(Natural language region descriptions)
------------
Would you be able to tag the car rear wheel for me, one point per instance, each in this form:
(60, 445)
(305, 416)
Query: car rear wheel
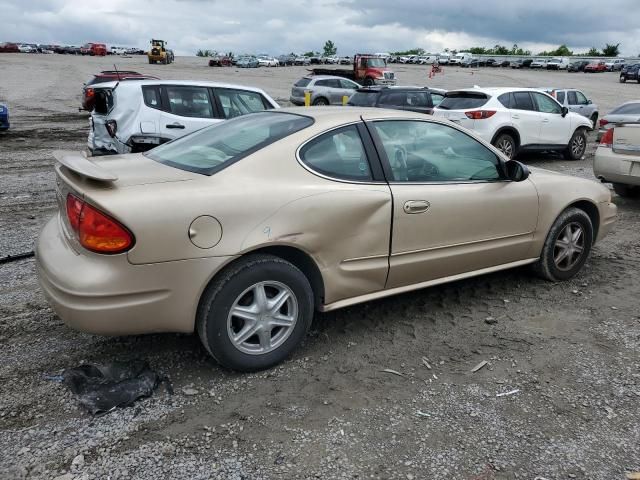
(567, 246)
(628, 191)
(506, 144)
(577, 145)
(255, 313)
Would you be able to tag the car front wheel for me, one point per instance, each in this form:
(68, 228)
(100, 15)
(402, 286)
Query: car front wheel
(567, 246)
(506, 144)
(255, 313)
(577, 145)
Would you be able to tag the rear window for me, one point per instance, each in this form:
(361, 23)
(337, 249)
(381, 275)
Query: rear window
(211, 149)
(364, 99)
(630, 108)
(303, 82)
(463, 100)
(103, 101)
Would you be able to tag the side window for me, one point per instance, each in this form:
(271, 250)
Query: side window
(418, 100)
(546, 104)
(431, 152)
(239, 102)
(152, 97)
(348, 84)
(394, 99)
(189, 101)
(522, 101)
(506, 100)
(582, 100)
(338, 154)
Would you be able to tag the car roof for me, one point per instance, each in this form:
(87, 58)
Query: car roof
(189, 83)
(495, 91)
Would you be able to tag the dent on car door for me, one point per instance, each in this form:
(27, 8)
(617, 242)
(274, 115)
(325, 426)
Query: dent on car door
(453, 213)
(347, 209)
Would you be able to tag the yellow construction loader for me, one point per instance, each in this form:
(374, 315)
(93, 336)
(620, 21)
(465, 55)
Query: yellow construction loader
(159, 53)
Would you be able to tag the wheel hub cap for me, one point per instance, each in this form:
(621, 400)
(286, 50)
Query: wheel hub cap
(262, 317)
(569, 246)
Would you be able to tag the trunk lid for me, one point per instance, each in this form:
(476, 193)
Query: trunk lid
(626, 139)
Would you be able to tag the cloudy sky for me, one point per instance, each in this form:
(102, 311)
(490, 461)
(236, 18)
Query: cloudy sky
(279, 26)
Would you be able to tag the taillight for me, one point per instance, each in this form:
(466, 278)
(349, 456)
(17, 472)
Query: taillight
(607, 139)
(74, 209)
(112, 127)
(480, 114)
(97, 231)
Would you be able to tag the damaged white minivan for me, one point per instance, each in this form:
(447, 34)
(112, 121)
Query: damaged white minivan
(136, 116)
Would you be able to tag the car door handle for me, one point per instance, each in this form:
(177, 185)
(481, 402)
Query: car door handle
(416, 206)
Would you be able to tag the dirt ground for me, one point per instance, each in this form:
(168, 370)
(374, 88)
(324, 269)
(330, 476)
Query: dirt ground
(572, 350)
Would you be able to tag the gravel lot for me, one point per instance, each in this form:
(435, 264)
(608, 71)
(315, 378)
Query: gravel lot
(572, 349)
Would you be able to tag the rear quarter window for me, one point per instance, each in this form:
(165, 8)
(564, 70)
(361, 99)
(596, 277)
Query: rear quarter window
(463, 100)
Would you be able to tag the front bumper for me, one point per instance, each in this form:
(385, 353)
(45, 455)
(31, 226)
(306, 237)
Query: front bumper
(107, 295)
(608, 215)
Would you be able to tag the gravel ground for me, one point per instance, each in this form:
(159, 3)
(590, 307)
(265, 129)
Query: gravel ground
(571, 350)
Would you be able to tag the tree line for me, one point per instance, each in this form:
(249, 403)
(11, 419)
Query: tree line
(609, 50)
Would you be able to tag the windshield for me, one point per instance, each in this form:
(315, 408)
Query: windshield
(463, 100)
(213, 148)
(363, 99)
(376, 62)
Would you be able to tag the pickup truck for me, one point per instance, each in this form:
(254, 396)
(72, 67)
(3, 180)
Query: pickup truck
(367, 70)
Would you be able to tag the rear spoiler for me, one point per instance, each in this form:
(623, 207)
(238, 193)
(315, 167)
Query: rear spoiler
(79, 163)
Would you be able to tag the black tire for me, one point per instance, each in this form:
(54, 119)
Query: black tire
(577, 145)
(546, 266)
(507, 145)
(627, 191)
(221, 294)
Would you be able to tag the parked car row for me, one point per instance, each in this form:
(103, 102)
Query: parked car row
(92, 49)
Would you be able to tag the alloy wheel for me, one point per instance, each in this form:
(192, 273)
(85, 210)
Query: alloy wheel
(577, 146)
(262, 317)
(569, 246)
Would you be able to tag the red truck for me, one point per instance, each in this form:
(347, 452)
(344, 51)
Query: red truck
(367, 70)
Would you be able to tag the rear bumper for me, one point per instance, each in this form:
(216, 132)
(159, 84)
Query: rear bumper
(617, 168)
(107, 295)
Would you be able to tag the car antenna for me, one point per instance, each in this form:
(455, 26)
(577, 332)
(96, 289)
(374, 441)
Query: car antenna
(118, 74)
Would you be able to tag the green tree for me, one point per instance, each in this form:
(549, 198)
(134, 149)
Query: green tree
(611, 50)
(330, 49)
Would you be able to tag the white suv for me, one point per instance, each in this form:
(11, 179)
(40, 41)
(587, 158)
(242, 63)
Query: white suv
(517, 119)
(136, 116)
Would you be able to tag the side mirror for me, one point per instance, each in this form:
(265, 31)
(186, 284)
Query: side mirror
(516, 171)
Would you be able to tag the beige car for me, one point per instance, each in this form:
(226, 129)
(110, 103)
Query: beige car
(242, 230)
(617, 158)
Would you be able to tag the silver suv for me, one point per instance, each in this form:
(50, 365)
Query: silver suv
(325, 90)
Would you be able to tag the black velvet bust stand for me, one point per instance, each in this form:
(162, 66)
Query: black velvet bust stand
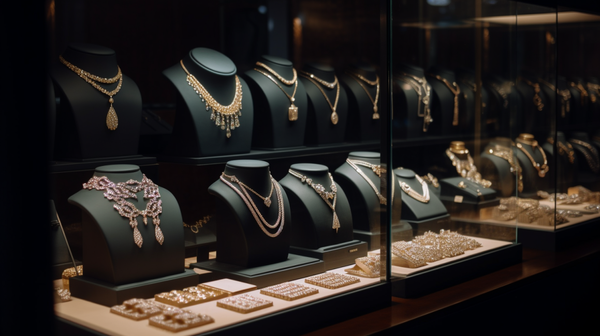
(407, 103)
(319, 128)
(560, 165)
(532, 181)
(361, 125)
(365, 205)
(272, 127)
(313, 234)
(442, 103)
(194, 134)
(244, 251)
(116, 269)
(421, 216)
(81, 131)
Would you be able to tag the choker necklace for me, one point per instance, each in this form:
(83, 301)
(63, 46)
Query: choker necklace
(258, 217)
(590, 153)
(316, 80)
(226, 117)
(456, 91)
(112, 121)
(542, 169)
(293, 109)
(564, 149)
(423, 90)
(412, 193)
(376, 169)
(325, 195)
(120, 192)
(362, 78)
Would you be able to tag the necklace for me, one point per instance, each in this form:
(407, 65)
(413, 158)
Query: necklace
(376, 169)
(316, 80)
(362, 78)
(456, 91)
(325, 195)
(293, 109)
(112, 121)
(537, 99)
(227, 117)
(412, 193)
(258, 217)
(508, 155)
(542, 169)
(423, 90)
(590, 153)
(120, 192)
(564, 149)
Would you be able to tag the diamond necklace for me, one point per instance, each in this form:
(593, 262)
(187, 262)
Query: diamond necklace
(226, 117)
(121, 191)
(112, 121)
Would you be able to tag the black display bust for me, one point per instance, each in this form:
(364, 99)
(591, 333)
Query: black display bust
(194, 133)
(81, 127)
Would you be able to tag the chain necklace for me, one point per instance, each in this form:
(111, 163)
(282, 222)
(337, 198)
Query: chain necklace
(112, 121)
(226, 117)
(564, 149)
(423, 90)
(258, 217)
(325, 195)
(507, 154)
(542, 169)
(316, 80)
(376, 169)
(293, 109)
(120, 192)
(455, 90)
(565, 104)
(424, 198)
(362, 78)
(590, 153)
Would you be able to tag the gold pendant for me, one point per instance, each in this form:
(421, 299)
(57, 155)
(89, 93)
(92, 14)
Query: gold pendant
(293, 112)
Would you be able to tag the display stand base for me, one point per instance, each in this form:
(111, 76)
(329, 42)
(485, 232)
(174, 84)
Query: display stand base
(444, 276)
(335, 256)
(560, 238)
(262, 276)
(109, 295)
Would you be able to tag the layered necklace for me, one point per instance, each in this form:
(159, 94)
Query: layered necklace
(325, 195)
(120, 192)
(258, 217)
(456, 91)
(293, 109)
(318, 82)
(528, 140)
(360, 78)
(112, 121)
(226, 117)
(423, 90)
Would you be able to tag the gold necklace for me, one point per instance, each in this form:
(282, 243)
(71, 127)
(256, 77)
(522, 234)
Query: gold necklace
(112, 121)
(227, 117)
(293, 109)
(542, 169)
(315, 80)
(456, 91)
(360, 78)
(325, 195)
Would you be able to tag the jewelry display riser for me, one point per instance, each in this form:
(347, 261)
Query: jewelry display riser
(294, 267)
(450, 274)
(273, 127)
(81, 115)
(194, 134)
(560, 238)
(107, 294)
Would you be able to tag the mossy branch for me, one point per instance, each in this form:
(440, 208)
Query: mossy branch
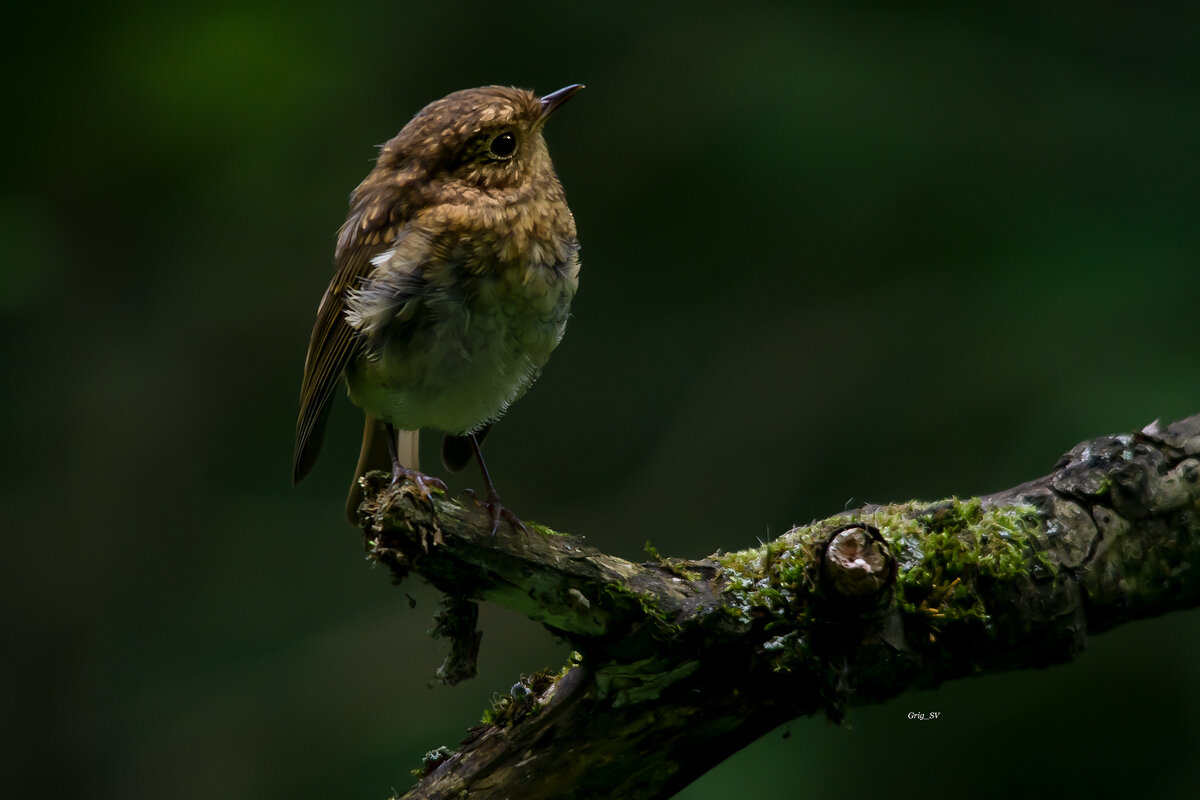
(681, 663)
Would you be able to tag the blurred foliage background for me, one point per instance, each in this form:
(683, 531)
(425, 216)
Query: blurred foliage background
(833, 253)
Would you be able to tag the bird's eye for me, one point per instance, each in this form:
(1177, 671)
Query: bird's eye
(502, 145)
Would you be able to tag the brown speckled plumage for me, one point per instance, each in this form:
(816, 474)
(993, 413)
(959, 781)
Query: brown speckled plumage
(456, 266)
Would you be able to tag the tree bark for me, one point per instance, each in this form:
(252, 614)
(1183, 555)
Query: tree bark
(681, 663)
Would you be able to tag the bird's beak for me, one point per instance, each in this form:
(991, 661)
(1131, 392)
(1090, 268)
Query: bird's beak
(556, 98)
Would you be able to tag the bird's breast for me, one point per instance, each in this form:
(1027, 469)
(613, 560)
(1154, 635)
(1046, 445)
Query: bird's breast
(471, 335)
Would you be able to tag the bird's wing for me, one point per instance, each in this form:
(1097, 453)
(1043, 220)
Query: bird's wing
(367, 232)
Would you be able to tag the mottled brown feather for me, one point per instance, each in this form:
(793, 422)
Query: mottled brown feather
(365, 234)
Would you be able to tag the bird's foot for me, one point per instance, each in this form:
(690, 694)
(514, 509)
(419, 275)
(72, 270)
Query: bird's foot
(424, 483)
(496, 511)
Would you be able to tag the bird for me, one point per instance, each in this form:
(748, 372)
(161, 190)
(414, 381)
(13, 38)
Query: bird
(455, 272)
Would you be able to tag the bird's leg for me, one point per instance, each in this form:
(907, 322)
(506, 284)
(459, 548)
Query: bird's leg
(399, 471)
(493, 499)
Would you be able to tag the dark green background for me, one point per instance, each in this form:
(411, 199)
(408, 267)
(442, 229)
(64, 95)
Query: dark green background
(832, 253)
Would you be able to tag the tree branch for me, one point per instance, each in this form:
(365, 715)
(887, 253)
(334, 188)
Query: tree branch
(681, 663)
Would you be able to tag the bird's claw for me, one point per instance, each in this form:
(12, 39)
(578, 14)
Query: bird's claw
(496, 511)
(420, 480)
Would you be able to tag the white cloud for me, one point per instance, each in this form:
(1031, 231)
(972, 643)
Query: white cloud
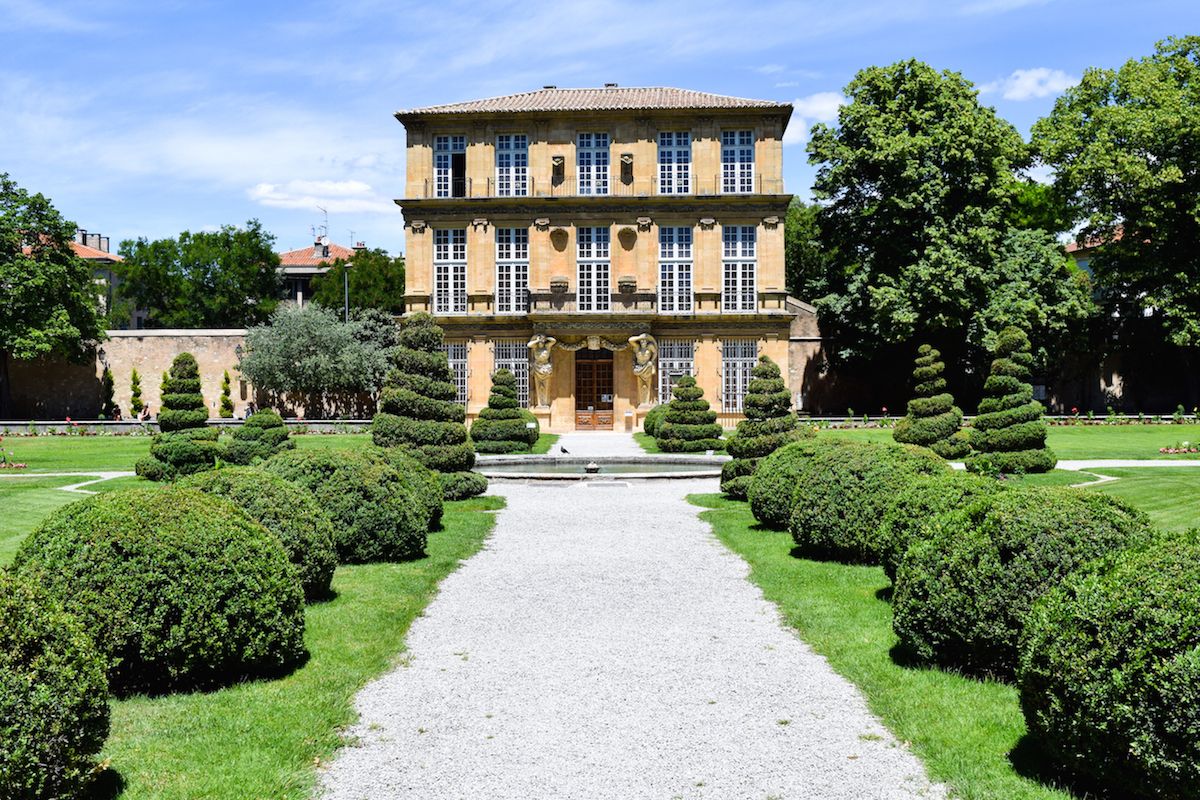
(821, 107)
(1026, 84)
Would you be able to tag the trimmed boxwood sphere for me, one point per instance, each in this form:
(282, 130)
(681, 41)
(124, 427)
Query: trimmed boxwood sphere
(963, 593)
(285, 509)
(1110, 671)
(376, 517)
(53, 696)
(178, 589)
(841, 495)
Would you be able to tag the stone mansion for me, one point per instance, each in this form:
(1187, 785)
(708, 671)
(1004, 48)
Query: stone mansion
(601, 242)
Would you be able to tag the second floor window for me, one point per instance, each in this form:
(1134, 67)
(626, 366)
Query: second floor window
(592, 162)
(450, 166)
(511, 270)
(511, 164)
(675, 163)
(593, 274)
(737, 162)
(450, 271)
(738, 292)
(675, 270)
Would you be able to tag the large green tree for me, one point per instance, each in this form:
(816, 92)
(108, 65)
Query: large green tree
(1125, 145)
(48, 300)
(220, 278)
(376, 281)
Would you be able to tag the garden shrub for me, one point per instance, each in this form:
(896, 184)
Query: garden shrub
(841, 495)
(286, 510)
(262, 435)
(53, 696)
(918, 504)
(418, 407)
(501, 427)
(769, 425)
(963, 591)
(1110, 671)
(376, 517)
(1009, 432)
(933, 420)
(178, 589)
(688, 425)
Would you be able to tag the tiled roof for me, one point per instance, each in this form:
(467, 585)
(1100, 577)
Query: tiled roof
(607, 98)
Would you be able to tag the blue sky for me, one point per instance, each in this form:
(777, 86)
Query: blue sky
(144, 119)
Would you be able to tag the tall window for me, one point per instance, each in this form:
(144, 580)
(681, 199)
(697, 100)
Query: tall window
(514, 356)
(738, 290)
(675, 270)
(449, 271)
(676, 360)
(738, 358)
(737, 162)
(675, 163)
(592, 281)
(456, 352)
(592, 162)
(511, 270)
(511, 164)
(450, 166)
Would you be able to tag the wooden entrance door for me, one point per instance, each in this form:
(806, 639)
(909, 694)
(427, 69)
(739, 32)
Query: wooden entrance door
(593, 390)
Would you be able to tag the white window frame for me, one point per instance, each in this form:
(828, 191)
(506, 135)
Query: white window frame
(675, 162)
(592, 162)
(444, 148)
(737, 162)
(514, 356)
(511, 164)
(449, 271)
(738, 359)
(511, 270)
(739, 293)
(677, 358)
(675, 270)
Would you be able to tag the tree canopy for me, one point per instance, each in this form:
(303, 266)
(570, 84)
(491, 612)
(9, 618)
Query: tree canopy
(221, 278)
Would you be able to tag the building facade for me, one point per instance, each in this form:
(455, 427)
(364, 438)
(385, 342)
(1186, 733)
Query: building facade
(601, 242)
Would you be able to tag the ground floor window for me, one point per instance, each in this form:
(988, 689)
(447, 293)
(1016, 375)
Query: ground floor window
(738, 358)
(514, 356)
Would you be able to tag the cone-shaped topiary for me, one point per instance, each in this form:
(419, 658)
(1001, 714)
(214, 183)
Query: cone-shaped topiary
(769, 425)
(933, 421)
(689, 426)
(186, 444)
(501, 427)
(1009, 433)
(418, 408)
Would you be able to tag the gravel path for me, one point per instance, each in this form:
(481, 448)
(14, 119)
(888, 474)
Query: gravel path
(604, 644)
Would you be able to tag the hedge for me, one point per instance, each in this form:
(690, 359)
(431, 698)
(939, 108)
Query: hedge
(963, 593)
(841, 495)
(1110, 671)
(179, 589)
(53, 696)
(285, 509)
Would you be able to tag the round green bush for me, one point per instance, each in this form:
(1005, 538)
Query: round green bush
(918, 504)
(286, 510)
(376, 517)
(841, 495)
(178, 589)
(53, 696)
(1110, 671)
(963, 593)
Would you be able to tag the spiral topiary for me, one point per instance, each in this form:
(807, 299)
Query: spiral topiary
(769, 425)
(689, 426)
(933, 420)
(1009, 433)
(501, 427)
(418, 408)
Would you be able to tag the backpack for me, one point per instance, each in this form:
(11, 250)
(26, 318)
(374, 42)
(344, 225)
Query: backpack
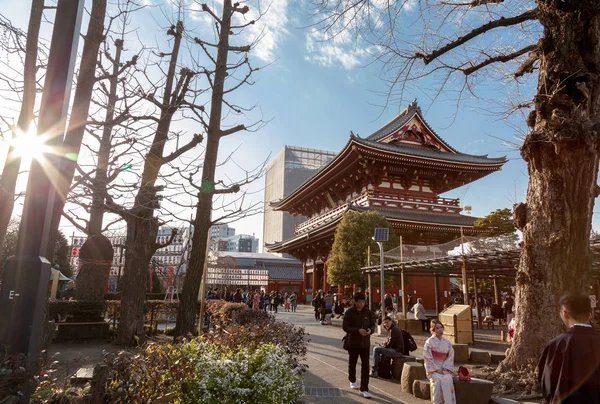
(384, 370)
(409, 342)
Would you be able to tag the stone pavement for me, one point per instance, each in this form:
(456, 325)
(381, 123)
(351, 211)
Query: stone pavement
(327, 378)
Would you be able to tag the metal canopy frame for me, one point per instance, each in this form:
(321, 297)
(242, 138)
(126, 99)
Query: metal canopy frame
(490, 264)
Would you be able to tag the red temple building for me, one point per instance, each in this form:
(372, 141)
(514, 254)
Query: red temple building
(399, 171)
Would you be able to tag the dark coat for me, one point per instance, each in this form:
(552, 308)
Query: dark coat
(569, 369)
(396, 340)
(354, 320)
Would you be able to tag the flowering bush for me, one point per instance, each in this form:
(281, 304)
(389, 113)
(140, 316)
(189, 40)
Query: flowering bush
(198, 371)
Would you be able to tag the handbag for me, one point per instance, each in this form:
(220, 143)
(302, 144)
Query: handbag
(345, 342)
(463, 374)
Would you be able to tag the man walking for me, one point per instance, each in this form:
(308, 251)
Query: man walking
(393, 348)
(359, 324)
(569, 369)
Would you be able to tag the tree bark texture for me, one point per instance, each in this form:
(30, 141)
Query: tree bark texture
(137, 258)
(100, 179)
(202, 222)
(142, 226)
(10, 172)
(79, 112)
(562, 156)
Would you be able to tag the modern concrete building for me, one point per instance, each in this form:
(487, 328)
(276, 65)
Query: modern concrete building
(238, 243)
(289, 169)
(221, 231)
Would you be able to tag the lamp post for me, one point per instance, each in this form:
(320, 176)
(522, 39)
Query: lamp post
(25, 280)
(380, 236)
(121, 248)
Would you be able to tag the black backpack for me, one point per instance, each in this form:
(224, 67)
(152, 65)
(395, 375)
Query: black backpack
(384, 370)
(409, 343)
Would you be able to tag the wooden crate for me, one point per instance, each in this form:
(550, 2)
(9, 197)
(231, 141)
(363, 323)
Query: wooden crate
(458, 323)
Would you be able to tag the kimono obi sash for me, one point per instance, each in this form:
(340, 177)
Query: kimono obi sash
(439, 356)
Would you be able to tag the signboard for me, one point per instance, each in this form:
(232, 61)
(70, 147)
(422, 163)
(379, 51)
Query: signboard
(237, 276)
(381, 234)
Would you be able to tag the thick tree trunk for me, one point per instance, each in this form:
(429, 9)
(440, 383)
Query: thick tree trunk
(189, 296)
(79, 113)
(10, 172)
(142, 227)
(562, 156)
(100, 179)
(141, 246)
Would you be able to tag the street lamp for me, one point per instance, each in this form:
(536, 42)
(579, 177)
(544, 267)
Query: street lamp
(23, 293)
(380, 236)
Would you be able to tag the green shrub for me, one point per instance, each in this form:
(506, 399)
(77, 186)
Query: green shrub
(228, 310)
(200, 372)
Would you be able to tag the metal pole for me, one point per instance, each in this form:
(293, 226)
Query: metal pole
(464, 269)
(402, 278)
(202, 291)
(24, 289)
(370, 279)
(382, 305)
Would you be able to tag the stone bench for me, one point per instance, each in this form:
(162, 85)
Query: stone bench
(422, 389)
(461, 353)
(411, 371)
(476, 391)
(398, 364)
(480, 357)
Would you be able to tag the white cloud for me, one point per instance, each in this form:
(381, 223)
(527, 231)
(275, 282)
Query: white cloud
(271, 28)
(334, 51)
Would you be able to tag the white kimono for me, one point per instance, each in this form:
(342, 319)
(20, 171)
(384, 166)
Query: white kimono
(439, 364)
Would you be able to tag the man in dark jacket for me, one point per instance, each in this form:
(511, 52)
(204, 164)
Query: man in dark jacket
(393, 348)
(359, 324)
(569, 369)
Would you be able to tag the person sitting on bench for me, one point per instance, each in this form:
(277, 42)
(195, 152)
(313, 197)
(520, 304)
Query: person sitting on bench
(393, 348)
------------
- Task details
Leave the pictures out and repeat exactly the lines from the beginning of the records to the line bearing "Would you be able to tag the trunk", both ends counted.

- Solved exercise
Would you be able to tag the car rear wheel for me, one point per instance, each in this form:
(60, 445)
(305, 416)
Query: car rear wheel
(567, 246)
(628, 191)
(506, 144)
(577, 145)
(255, 313)
Would you be able to tag the car front wheel for me, one point per instance, each in this form:
(68, 228)
(100, 15)
(402, 286)
Query: car front wheel
(567, 246)
(506, 144)
(255, 313)
(577, 145)
Would you be able to tag the rear window for me, one point per instance, each in this form:
(361, 23)
(337, 249)
(381, 275)
Query: rear window
(211, 149)
(364, 99)
(630, 108)
(303, 82)
(463, 100)
(103, 101)
Would you be able to tag the side window for me, one point per instance, each in this form:
(271, 250)
Query: side window
(418, 100)
(546, 104)
(431, 152)
(239, 102)
(152, 97)
(348, 84)
(394, 99)
(189, 101)
(522, 101)
(506, 100)
(582, 100)
(338, 154)
Would you be able to tag the car roof for me, one point per instance, each in this form:
(87, 58)
Query: car roof
(189, 83)
(495, 91)
Would you be able to tag the dent on car door for me, one point per instance, each in this form:
(27, 8)
(617, 242)
(274, 115)
(325, 426)
Query: dent on car door
(453, 213)
(347, 209)
Would you be able to tag the yellow construction loader for me, one point per instance, each in this form:
(374, 315)
(93, 336)
(620, 21)
(465, 55)
Query: yellow construction loader
(159, 53)
Would you be able to tag the wheel hub cap for me, one point per instance, each in this form:
(621, 400)
(286, 50)
Query: wheel hub cap
(262, 317)
(569, 246)
Would you be able to tag the trunk lid for me, one point per instance, each in this form:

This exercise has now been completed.